— START Data shown —
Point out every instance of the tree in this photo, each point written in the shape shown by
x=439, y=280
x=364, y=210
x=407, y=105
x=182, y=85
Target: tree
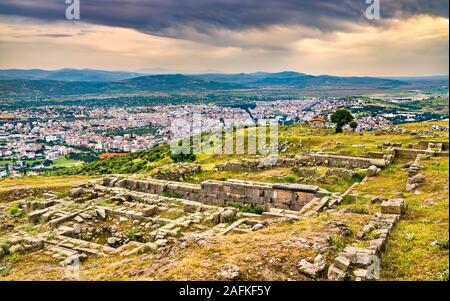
x=341, y=117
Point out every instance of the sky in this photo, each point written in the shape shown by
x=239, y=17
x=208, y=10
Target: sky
x=411, y=37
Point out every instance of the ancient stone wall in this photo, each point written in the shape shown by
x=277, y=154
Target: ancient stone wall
x=412, y=153
x=377, y=159
x=223, y=193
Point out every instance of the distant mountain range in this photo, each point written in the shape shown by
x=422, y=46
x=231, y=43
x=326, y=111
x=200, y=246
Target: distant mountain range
x=41, y=83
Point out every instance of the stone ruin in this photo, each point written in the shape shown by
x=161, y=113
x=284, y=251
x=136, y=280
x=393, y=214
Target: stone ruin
x=224, y=193
x=316, y=159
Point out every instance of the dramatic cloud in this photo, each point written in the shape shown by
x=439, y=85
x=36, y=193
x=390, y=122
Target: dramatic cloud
x=311, y=36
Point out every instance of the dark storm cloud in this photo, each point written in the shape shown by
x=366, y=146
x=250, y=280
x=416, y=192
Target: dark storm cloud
x=158, y=16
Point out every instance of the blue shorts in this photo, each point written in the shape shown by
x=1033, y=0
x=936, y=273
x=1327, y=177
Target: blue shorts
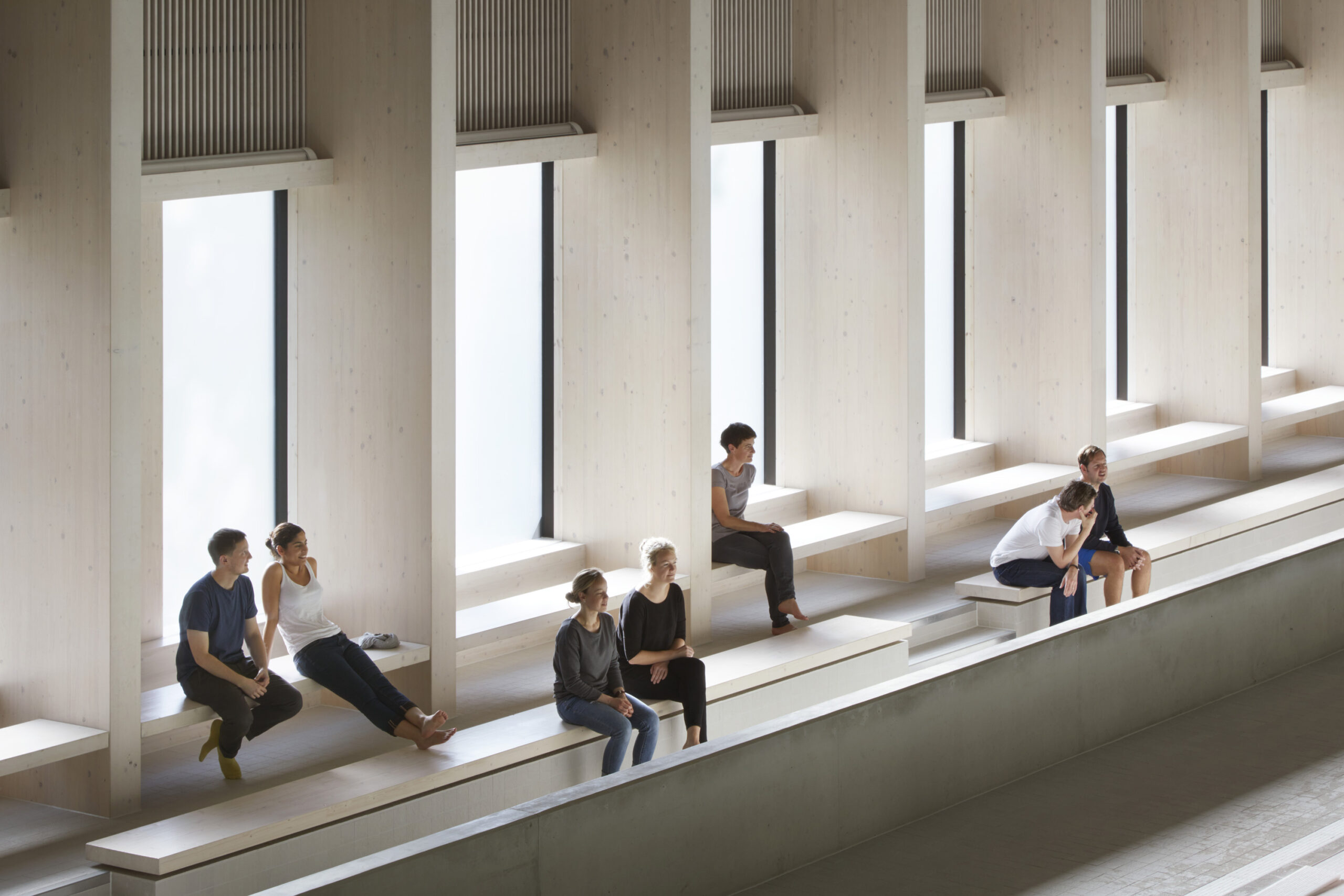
x=1085, y=558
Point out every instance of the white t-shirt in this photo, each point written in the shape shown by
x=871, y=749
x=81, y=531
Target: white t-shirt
x=1040, y=529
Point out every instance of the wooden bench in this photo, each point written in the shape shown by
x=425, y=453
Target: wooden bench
x=41, y=742
x=169, y=708
x=742, y=684
x=1281, y=413
x=811, y=537
x=1195, y=529
x=529, y=620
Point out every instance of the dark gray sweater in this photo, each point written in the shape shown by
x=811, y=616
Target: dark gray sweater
x=586, y=664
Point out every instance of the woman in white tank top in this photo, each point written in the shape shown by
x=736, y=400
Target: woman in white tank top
x=322, y=652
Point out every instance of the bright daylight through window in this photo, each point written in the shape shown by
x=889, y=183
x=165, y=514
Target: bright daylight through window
x=219, y=382
x=737, y=292
x=499, y=356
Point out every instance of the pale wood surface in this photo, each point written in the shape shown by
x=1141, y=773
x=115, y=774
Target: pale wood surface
x=819, y=535
x=1277, y=382
x=1202, y=525
x=1307, y=203
x=1131, y=94
x=362, y=339
x=56, y=350
x=169, y=708
x=1129, y=418
x=635, y=383
x=1301, y=407
x=521, y=152
x=1195, y=217
x=515, y=568
x=1040, y=220
x=262, y=817
x=851, y=276
x=757, y=129
x=244, y=179
x=1170, y=441
x=39, y=742
x=990, y=489
x=965, y=109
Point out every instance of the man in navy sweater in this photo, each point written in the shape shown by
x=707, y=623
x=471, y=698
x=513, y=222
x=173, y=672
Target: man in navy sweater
x=1107, y=553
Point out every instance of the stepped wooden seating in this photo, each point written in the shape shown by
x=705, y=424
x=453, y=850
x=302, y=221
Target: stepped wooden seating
x=320, y=800
x=1194, y=529
x=817, y=536
x=41, y=742
x=1281, y=413
x=169, y=708
x=527, y=620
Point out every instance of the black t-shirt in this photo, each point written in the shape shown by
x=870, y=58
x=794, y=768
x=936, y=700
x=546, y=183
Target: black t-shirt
x=649, y=626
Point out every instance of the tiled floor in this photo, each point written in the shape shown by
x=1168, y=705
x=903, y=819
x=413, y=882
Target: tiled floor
x=38, y=841
x=1166, y=810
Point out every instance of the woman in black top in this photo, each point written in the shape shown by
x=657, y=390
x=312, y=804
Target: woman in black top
x=656, y=662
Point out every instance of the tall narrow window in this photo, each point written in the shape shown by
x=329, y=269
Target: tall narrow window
x=499, y=358
x=219, y=381
x=737, y=291
x=940, y=281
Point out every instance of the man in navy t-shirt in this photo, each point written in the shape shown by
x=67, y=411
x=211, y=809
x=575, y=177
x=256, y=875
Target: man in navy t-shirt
x=218, y=614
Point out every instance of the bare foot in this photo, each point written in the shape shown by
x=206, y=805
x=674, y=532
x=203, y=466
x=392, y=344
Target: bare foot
x=433, y=723
x=435, y=739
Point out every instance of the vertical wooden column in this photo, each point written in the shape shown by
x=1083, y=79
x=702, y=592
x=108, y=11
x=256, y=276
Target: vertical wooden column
x=1040, y=217
x=1308, y=208
x=127, y=418
x=369, y=461
x=636, y=364
x=1195, y=319
x=851, y=277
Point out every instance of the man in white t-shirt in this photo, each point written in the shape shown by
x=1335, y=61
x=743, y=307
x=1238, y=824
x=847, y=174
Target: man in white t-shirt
x=1041, y=550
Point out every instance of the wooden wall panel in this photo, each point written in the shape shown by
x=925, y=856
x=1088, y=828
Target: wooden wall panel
x=635, y=450
x=1307, y=325
x=1040, y=220
x=851, y=277
x=362, y=336
x=1194, y=325
x=56, y=371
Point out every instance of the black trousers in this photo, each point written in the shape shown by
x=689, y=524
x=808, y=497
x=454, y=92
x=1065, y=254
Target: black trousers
x=685, y=684
x=769, y=551
x=280, y=703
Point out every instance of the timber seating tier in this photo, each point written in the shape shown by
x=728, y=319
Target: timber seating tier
x=1281, y=413
x=41, y=742
x=169, y=708
x=1202, y=525
x=824, y=534
x=296, y=806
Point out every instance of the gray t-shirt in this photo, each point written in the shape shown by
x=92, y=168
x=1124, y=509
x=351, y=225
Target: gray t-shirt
x=586, y=662
x=736, y=487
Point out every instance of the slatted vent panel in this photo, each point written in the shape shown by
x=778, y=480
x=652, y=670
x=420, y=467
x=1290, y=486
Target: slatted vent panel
x=753, y=54
x=224, y=77
x=1272, y=31
x=953, y=46
x=1124, y=38
x=512, y=64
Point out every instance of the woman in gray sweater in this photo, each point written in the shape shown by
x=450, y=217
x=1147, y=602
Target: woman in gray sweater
x=588, y=678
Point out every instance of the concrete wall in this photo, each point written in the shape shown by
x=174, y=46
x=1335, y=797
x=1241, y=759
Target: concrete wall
x=800, y=787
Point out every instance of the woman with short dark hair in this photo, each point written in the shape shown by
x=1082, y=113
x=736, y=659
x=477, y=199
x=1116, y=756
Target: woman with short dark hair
x=322, y=652
x=656, y=661
x=589, y=690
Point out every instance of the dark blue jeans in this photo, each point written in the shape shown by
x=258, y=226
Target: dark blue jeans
x=769, y=551
x=1045, y=574
x=605, y=721
x=339, y=666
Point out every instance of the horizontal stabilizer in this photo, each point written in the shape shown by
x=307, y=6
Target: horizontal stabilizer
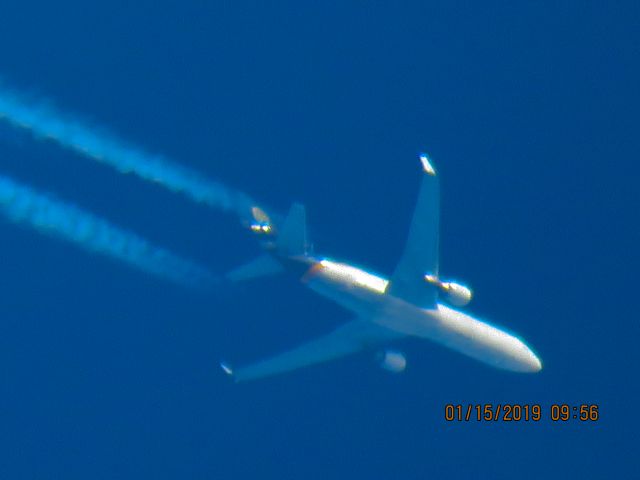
x=261, y=266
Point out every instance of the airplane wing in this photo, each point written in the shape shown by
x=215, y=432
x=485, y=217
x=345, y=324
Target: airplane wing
x=420, y=255
x=352, y=337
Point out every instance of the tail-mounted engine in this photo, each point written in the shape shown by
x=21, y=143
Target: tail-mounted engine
x=454, y=293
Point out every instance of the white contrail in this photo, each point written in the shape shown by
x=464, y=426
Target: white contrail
x=24, y=205
x=45, y=121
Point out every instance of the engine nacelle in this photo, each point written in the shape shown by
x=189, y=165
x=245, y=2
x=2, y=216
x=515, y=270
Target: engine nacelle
x=457, y=294
x=392, y=361
x=454, y=293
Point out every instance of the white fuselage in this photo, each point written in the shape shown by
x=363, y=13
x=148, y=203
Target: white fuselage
x=365, y=295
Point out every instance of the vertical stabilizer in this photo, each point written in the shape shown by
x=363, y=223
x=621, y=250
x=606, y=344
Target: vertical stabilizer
x=292, y=239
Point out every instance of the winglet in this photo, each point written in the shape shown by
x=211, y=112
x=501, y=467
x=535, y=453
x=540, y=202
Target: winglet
x=226, y=368
x=426, y=164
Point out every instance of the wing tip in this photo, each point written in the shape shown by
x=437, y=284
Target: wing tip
x=227, y=369
x=427, y=167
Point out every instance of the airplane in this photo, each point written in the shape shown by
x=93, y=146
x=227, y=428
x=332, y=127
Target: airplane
x=413, y=302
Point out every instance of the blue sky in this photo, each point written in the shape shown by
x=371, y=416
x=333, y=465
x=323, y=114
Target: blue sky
x=529, y=112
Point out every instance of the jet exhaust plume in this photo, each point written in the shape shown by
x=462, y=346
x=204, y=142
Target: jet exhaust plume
x=44, y=121
x=24, y=205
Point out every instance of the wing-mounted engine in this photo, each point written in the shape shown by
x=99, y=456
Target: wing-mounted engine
x=392, y=361
x=453, y=293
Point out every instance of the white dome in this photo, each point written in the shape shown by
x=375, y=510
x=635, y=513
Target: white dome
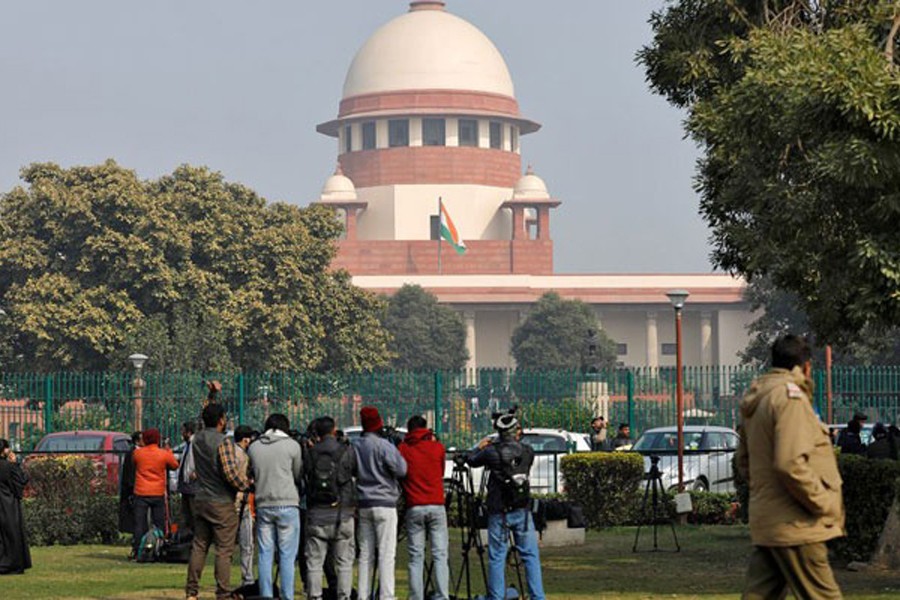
x=428, y=49
x=530, y=187
x=337, y=188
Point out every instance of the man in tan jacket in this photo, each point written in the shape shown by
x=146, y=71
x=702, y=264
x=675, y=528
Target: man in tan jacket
x=795, y=488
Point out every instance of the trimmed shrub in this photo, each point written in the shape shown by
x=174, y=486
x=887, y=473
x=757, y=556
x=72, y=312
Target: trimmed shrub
x=710, y=508
x=567, y=413
x=67, y=503
x=605, y=484
x=869, y=489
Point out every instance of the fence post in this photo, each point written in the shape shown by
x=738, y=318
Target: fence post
x=438, y=403
x=241, y=397
x=48, y=404
x=629, y=389
x=819, y=392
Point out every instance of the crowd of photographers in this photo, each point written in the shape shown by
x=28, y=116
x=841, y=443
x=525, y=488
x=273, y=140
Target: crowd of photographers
x=313, y=500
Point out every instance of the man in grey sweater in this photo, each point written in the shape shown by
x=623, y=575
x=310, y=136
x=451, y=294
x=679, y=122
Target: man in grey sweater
x=277, y=464
x=379, y=465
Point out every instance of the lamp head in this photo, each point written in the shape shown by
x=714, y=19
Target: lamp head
x=677, y=298
x=138, y=360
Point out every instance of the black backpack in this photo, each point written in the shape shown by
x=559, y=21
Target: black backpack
x=323, y=486
x=515, y=486
x=151, y=545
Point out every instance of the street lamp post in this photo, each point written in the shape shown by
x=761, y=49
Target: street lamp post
x=137, y=361
x=677, y=298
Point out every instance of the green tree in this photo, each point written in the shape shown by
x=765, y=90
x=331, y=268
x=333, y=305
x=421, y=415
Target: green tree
x=195, y=271
x=426, y=335
x=556, y=336
x=796, y=107
x=779, y=313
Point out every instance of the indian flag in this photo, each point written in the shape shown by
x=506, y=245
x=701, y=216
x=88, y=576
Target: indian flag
x=449, y=233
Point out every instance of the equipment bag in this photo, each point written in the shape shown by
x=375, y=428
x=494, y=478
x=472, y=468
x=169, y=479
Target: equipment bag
x=151, y=545
x=177, y=547
x=515, y=486
x=323, y=486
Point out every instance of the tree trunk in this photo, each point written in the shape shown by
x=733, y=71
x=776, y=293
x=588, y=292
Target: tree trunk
x=887, y=553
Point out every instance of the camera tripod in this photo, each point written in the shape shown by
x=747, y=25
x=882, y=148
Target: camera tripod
x=658, y=510
x=461, y=493
x=470, y=511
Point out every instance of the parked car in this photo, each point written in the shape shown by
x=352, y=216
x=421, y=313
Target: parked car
x=708, y=453
x=549, y=445
x=865, y=434
x=106, y=448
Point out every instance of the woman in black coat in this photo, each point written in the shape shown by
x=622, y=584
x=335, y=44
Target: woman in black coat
x=14, y=555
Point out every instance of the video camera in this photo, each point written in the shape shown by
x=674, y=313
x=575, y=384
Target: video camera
x=505, y=420
x=459, y=458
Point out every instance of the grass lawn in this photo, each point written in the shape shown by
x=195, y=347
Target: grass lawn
x=710, y=565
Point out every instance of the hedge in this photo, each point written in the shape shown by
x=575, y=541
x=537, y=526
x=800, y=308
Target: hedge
x=869, y=490
x=605, y=484
x=66, y=504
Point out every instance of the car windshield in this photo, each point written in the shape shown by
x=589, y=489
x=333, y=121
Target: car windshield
x=666, y=441
x=544, y=443
x=71, y=443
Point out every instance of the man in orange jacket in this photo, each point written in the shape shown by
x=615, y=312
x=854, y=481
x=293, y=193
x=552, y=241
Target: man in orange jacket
x=150, y=465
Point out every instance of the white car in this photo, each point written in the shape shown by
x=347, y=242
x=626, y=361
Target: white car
x=549, y=445
x=708, y=453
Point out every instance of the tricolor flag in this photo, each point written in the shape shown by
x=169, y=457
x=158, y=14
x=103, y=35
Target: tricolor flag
x=449, y=233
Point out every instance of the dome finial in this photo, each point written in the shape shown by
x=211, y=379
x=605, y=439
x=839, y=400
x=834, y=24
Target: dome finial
x=426, y=5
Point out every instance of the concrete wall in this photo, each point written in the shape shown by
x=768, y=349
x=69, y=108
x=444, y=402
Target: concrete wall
— END Data shown —
What you have to do: Reproduce the data above verbatim, beginning at the line containing "Point out every instance of the trimmed" and continuing through the line containing "x=470, y=511", with both of those lines included.

Solution to the exercise:
Point out every instance of the trimmed shrub in this photo, each point written in the shape shown by
x=174, y=486
x=887, y=473
x=757, y=556
x=72, y=312
Target: trimmed shrub
x=710, y=508
x=567, y=413
x=67, y=503
x=605, y=484
x=869, y=489
Point out every instance of the fence post in this photo, each point written in the shape shown by
x=738, y=318
Target: fence post
x=438, y=403
x=241, y=397
x=48, y=404
x=629, y=389
x=819, y=392
Point out every instance of the crowd of photographers in this photo, each point written in the shape shown by
x=28, y=116
x=841, y=443
x=525, y=488
x=273, y=140
Target: crowd of photographers
x=313, y=500
Point out every instance of the man in grey sweater in this photo, each point written in the shape shown by
x=623, y=575
x=310, y=136
x=451, y=294
x=679, y=122
Target: man in grey sweater
x=277, y=464
x=379, y=465
Point out every instance of the lamp head in this photo, each point written in the shape shown by
x=714, y=19
Target: lamp head
x=677, y=298
x=138, y=360
Point out every instance of the black backpack in this photo, each point written in the shape shown by
x=559, y=21
Target: black backpack
x=323, y=486
x=515, y=486
x=151, y=545
Point out every instance of the street lamp post in this photo, each point written in the shape shown by
x=761, y=49
Target: street lamp post
x=137, y=361
x=677, y=298
Point out every instance of the green tree in this photo, each point written in the shape shown by
x=765, y=90
x=331, y=268
x=333, y=305
x=421, y=415
Target: green tree
x=195, y=271
x=426, y=335
x=556, y=336
x=796, y=107
x=779, y=313
Point out every instance of the indian flag in this photo, each point written in the shape shown by
x=506, y=245
x=701, y=216
x=88, y=576
Target: indian flag
x=449, y=233
Point out every instance of the equipment bag in this photo, each point written in the shape shown by
x=375, y=428
x=494, y=478
x=472, y=468
x=169, y=479
Target: equipment bag
x=151, y=545
x=177, y=547
x=515, y=486
x=323, y=486
Point out every instance of the tree trunk in this photo, each point written in the shape shown by
x=733, y=71
x=776, y=293
x=588, y=292
Target: tree trunk
x=887, y=553
Point out every instance of the camera tripod in this photo, each point written in the shape shown by
x=747, y=25
x=882, y=148
Target: camera tripod
x=658, y=510
x=461, y=493
x=470, y=511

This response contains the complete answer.